Work required:
The required result is an exact copy of the lines beginning at the line that contains "Target: concrete wall" and ending at the last line of the material below.

Source records:
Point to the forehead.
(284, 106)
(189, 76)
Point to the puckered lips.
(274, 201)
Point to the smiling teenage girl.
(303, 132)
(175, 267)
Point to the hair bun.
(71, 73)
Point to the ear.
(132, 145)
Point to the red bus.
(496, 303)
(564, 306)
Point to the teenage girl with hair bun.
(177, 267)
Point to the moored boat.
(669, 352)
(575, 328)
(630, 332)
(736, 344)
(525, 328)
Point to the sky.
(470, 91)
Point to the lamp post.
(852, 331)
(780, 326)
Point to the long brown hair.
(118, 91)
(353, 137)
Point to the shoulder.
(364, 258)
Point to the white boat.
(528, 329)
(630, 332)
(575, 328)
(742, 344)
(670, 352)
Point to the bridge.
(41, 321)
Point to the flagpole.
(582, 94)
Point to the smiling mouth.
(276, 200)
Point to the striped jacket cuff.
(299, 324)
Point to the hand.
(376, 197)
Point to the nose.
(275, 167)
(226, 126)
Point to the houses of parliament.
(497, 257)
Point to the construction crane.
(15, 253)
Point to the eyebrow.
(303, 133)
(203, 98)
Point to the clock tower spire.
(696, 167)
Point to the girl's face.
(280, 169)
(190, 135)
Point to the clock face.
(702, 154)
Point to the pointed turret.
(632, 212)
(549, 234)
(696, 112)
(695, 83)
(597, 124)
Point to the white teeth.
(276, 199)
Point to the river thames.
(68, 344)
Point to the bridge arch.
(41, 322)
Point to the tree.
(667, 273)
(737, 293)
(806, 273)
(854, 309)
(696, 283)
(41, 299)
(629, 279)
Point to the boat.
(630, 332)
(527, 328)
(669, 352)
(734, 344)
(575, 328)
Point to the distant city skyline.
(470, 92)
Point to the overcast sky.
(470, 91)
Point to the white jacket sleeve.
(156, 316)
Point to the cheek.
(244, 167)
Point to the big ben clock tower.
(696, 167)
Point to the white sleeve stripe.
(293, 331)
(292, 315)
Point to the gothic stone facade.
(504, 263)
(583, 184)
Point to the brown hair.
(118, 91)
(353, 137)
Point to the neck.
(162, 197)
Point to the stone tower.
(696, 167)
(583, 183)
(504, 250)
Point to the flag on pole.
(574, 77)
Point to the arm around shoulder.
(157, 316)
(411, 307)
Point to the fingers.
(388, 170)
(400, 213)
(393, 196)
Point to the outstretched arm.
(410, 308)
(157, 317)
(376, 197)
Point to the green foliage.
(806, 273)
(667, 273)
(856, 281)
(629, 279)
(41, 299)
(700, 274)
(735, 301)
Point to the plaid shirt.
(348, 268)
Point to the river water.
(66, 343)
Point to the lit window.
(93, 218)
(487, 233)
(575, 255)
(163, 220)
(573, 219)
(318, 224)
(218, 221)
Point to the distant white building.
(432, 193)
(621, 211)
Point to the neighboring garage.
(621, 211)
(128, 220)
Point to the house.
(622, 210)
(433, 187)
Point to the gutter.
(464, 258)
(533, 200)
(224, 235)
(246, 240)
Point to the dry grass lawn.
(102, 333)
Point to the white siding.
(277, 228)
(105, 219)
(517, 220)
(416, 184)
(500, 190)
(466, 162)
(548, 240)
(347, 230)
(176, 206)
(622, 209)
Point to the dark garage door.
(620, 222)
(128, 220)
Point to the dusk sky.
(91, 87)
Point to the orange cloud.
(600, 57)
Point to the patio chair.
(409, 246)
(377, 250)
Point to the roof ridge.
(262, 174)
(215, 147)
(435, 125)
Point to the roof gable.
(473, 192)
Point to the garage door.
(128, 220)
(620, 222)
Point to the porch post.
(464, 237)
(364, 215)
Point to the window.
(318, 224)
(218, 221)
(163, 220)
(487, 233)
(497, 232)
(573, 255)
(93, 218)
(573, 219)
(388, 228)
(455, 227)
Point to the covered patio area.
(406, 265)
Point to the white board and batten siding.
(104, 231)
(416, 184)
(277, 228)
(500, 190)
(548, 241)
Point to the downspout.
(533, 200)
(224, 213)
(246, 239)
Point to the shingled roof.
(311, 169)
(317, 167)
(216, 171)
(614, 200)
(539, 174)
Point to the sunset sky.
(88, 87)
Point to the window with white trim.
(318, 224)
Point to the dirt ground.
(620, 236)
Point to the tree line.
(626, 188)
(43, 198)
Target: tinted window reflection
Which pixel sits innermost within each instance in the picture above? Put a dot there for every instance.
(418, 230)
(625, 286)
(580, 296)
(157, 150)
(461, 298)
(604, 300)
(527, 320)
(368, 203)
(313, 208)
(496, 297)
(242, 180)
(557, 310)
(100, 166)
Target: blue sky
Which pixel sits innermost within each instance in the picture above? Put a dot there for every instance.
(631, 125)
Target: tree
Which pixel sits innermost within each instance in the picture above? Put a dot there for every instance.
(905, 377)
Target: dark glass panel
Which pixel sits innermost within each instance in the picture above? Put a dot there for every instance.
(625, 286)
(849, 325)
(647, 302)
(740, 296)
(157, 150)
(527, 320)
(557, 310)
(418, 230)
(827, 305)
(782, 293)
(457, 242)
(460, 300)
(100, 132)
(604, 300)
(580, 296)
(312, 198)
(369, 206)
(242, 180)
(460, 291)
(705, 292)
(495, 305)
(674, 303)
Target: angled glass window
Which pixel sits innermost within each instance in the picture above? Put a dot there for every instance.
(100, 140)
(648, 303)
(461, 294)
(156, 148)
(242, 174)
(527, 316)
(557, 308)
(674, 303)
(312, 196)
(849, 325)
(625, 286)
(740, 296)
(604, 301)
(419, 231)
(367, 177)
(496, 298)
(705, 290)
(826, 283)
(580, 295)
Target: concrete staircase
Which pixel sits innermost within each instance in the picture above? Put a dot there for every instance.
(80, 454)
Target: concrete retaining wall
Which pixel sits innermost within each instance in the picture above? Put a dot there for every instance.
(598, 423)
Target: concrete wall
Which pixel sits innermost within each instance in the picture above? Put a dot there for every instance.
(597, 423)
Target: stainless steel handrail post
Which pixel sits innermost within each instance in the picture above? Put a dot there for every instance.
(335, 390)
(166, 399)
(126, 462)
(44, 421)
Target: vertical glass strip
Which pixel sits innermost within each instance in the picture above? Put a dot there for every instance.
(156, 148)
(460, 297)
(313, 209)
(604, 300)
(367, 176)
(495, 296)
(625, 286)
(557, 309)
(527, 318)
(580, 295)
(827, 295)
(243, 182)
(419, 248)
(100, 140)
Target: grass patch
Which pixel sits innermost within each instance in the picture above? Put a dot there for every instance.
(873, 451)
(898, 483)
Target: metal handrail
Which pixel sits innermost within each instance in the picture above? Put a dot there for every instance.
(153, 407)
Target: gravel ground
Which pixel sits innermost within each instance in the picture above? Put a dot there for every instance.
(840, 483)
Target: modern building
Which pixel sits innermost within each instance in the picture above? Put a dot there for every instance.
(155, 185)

Answer section:
Target: concrete wall
Which pixel sits innermost within each instance in the picture above? Put a dot there for every instance.
(597, 423)
Target: stainless steel handrail post
Which pixel sits innermost within each instance in the picture above? Put a dot there for every instance.
(335, 390)
(166, 399)
(126, 462)
(44, 421)
Target: vertical glass strip
Which pixel sits innermost within each instance in the picture above? Put a dot there for every instance.
(156, 148)
(460, 297)
(313, 209)
(604, 300)
(367, 176)
(495, 296)
(625, 286)
(557, 309)
(527, 318)
(580, 295)
(827, 295)
(243, 182)
(419, 248)
(100, 140)
Target: grass patch
Which pixel sits innermost within each instance in the picture above? Put a dot there for every instance.
(873, 451)
(898, 483)
Target: metal handrail
Which pixel sits innermost within each instance in the picture above? Put a dot there for every instance.
(153, 407)
Target: gravel ground
Which pixel sits innermost within each instance in the picture above? Put a dot there for every instance.
(840, 483)
Target: modern building
Which pixel sits innermost within each instance in the picture above? Put a dot there for every instance.
(155, 185)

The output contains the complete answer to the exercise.